→ Problem requirements: Images are to be skipped; everything else in the records must be repeated exactly.

→ Records provided:
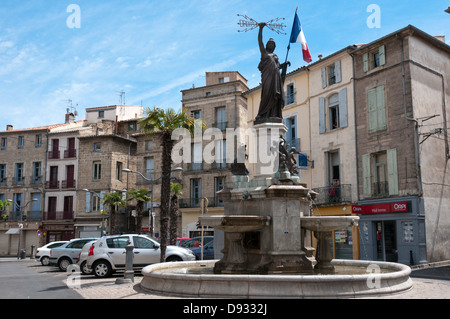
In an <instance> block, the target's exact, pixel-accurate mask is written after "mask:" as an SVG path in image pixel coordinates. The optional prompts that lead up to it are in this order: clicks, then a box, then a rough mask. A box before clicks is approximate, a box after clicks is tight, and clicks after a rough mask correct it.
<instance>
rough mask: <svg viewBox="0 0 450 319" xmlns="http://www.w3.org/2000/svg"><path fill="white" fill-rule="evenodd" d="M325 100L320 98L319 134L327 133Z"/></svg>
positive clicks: (324, 98) (319, 102)
mask: <svg viewBox="0 0 450 319" xmlns="http://www.w3.org/2000/svg"><path fill="white" fill-rule="evenodd" d="M325 131H326V128H325V98H324V97H319V132H320V133H325Z"/></svg>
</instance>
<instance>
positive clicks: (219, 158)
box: [179, 71, 248, 237]
mask: <svg viewBox="0 0 450 319" xmlns="http://www.w3.org/2000/svg"><path fill="white" fill-rule="evenodd" d="M247 90H248V88H247V80H246V79H245V78H244V77H243V76H242V75H241V74H239V72H236V71H227V72H206V85H205V86H203V87H197V88H191V89H187V90H182V91H181V92H182V101H181V102H182V105H183V110H185V111H187V112H190V114H191V115H192V116H193V117H194V118H196V119H202V120H203V121H204V122H205V123H206V126H207V127H208V128H217V129H218V130H219V131H221V132H222V136H221V137H222V139H221V140H220V139H218V140H217V141H216V142H214V141H213V143H214V151H213V153H214V154H212V155H213V157H214V160H213V161H212V163H208V162H206V161H205V160H204V157H203V151H204V150H205V147H206V146H207V145H208V144H209V143H212V140H204V139H201V141H194V140H192V144H191V161H190V163H183V195H182V197H181V199H180V200H179V206H180V208H181V211H182V216H183V217H182V220H183V221H182V235H183V236H189V237H191V236H195V235H197V234H199V232H200V229H198V228H197V222H198V217H199V216H200V214H201V213H200V202H201V199H202V198H203V197H206V198H207V199H208V214H212V215H220V214H223V202H221V201H220V200H219V198H218V197H217V194H216V193H217V192H218V191H220V190H221V189H222V188H223V187H224V186H225V185H226V183H227V182H228V181H230V179H231V171H230V167H231V164H232V161H228V162H227V145H233V146H232V147H231V149H234V150H236V147H237V145H238V143H237V142H235V139H234V137H233V138H232V140H231V141H230V140H228V139H227V134H226V131H227V129H230V130H232V131H234V130H235V129H237V128H243V129H246V128H247V121H246V120H247V101H246V98H245V97H243V95H242V93H243V92H245V91H247ZM197 133H200V135H201V133H203V132H197ZM230 143H231V144H230Z"/></svg>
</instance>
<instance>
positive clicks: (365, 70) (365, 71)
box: [363, 53, 369, 72]
mask: <svg viewBox="0 0 450 319" xmlns="http://www.w3.org/2000/svg"><path fill="white" fill-rule="evenodd" d="M363 71H364V72H367V71H369V53H364V55H363Z"/></svg>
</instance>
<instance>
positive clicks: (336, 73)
mask: <svg viewBox="0 0 450 319" xmlns="http://www.w3.org/2000/svg"><path fill="white" fill-rule="evenodd" d="M341 81H342V77H341V61H340V60H339V61H336V62H335V63H333V64H330V65H328V66H324V67H322V88H326V87H327V86H328V85H333V84H336V83H339V82H341Z"/></svg>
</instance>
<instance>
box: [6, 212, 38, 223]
mask: <svg viewBox="0 0 450 319" xmlns="http://www.w3.org/2000/svg"><path fill="white" fill-rule="evenodd" d="M41 218H42V212H41V211H40V210H37V211H34V210H33V211H26V212H24V211H15V212H10V213H9V217H8V219H9V220H23V221H27V220H41Z"/></svg>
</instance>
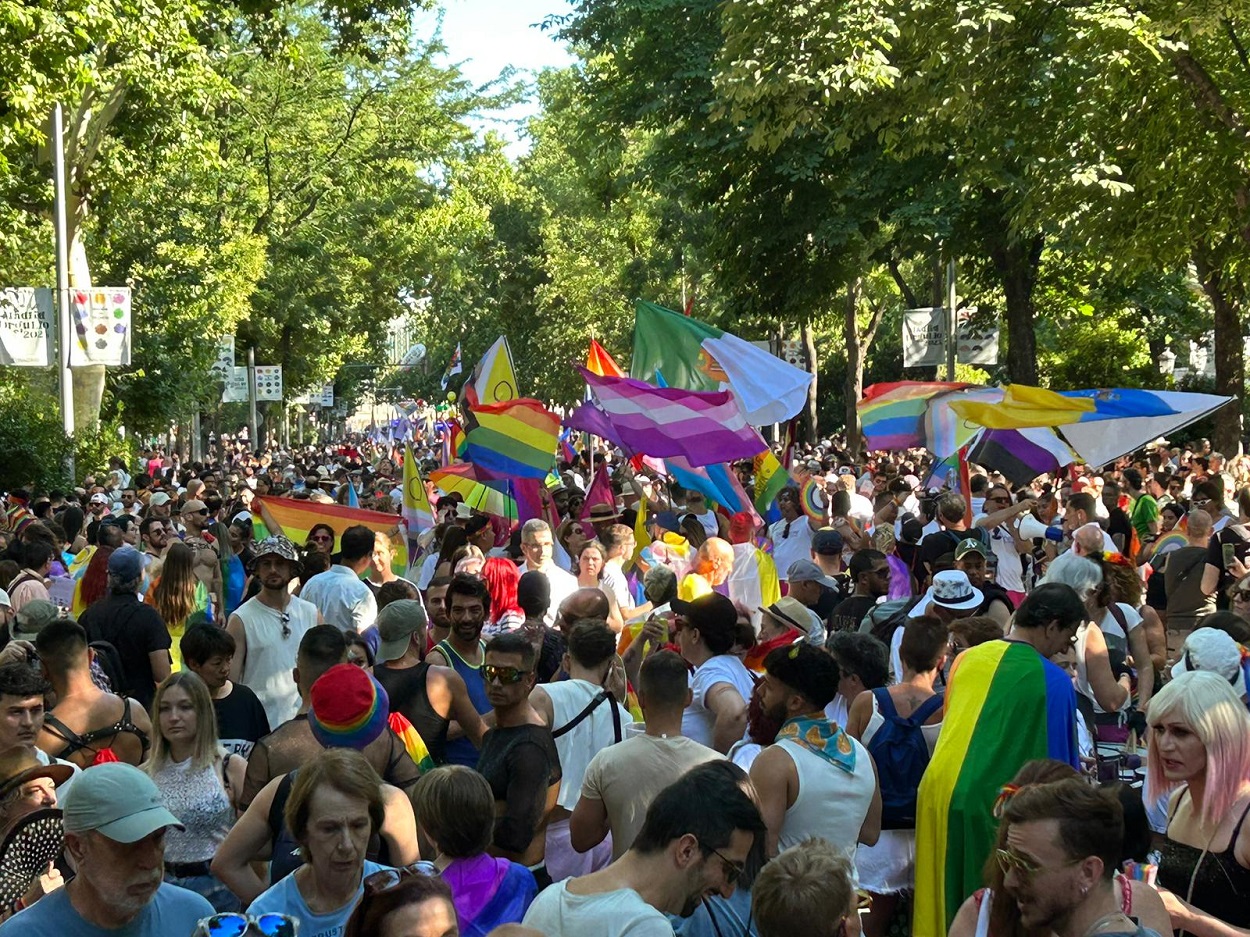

→ Output below:
In an <instance> block, the target's exact, pixel-accurate mask is written after "mask:" as an SVG path in image pixel coordinates. The optional prompts that lead up to it are in this order: clicks, then a box, then a rough mask. A box before clicks is approximate, a box after clicks is tight, and clicks after a rough mask correct it.
<instance>
rough mask: <svg viewBox="0 0 450 319" xmlns="http://www.w3.org/2000/svg"><path fill="white" fill-rule="evenodd" d="M325 100L320 98L319 134L327 133Z"/></svg>
positive clicks: (324, 98) (319, 102)
mask: <svg viewBox="0 0 450 319" xmlns="http://www.w3.org/2000/svg"><path fill="white" fill-rule="evenodd" d="M325 131H326V128H325V98H324V97H319V132H320V133H325Z"/></svg>
</instance>
<instance>
positive clicks: (219, 158)
box: [179, 71, 248, 237]
mask: <svg viewBox="0 0 450 319" xmlns="http://www.w3.org/2000/svg"><path fill="white" fill-rule="evenodd" d="M247 90H248V88H247V80H246V79H245V78H244V77H243V76H242V75H241V74H239V72H236V71H227V72H206V85H205V86H203V87H197V88H191V89H187V90H182V91H181V92H182V101H181V102H182V105H183V110H185V111H187V112H190V114H191V115H192V116H193V117H194V118H196V119H202V120H203V121H204V122H205V123H206V126H207V127H208V128H217V129H218V130H219V131H221V132H222V136H221V137H222V139H221V140H220V139H218V140H217V141H216V142H214V141H213V143H214V151H213V153H214V154H212V155H213V157H214V160H213V161H212V163H208V162H206V161H205V160H204V157H203V151H204V150H205V147H206V146H207V145H208V144H209V143H212V140H204V139H201V141H194V140H192V144H191V161H190V163H183V195H182V197H181V199H180V200H179V206H180V208H181V211H182V216H183V217H182V220H183V221H182V235H183V236H189V237H191V236H195V235H197V234H199V232H200V229H198V228H197V222H198V217H199V216H200V214H201V213H200V202H201V199H202V198H203V197H206V198H207V199H208V214H212V215H220V214H223V202H221V201H220V200H219V198H218V197H217V194H216V193H217V192H218V191H220V190H221V189H222V188H223V187H224V186H225V185H226V183H227V182H228V181H230V179H231V171H230V167H231V164H232V161H228V162H227V145H233V146H232V147H231V149H234V150H236V147H237V145H238V143H237V142H235V139H234V137H233V138H232V140H231V141H230V140H228V139H227V134H226V131H227V129H230V130H232V131H234V130H235V129H237V128H243V129H246V128H247V121H246V120H247V101H246V98H245V97H243V95H242V93H243V92H245V91H247ZM197 133H200V135H201V133H203V132H197ZM230 143H231V144H230Z"/></svg>
</instance>
<instance>
positive clicks: (365, 70) (365, 71)
box: [363, 53, 369, 72]
mask: <svg viewBox="0 0 450 319" xmlns="http://www.w3.org/2000/svg"><path fill="white" fill-rule="evenodd" d="M363 71H364V72H367V71H369V53H364V55H363Z"/></svg>
</instance>
<instance>
positive clicks: (336, 73)
mask: <svg viewBox="0 0 450 319" xmlns="http://www.w3.org/2000/svg"><path fill="white" fill-rule="evenodd" d="M341 81H342V77H341V61H340V60H339V61H336V62H335V63H333V64H330V65H328V66H324V67H322V88H326V87H327V86H328V85H333V84H336V83H339V82H341Z"/></svg>
</instance>
<instance>
box: [6, 212, 38, 223]
mask: <svg viewBox="0 0 450 319" xmlns="http://www.w3.org/2000/svg"><path fill="white" fill-rule="evenodd" d="M41 218H42V212H41V211H40V210H37V211H34V210H33V211H26V212H24V211H15V212H10V213H9V217H8V219H9V220H23V221H27V220H41Z"/></svg>
</instance>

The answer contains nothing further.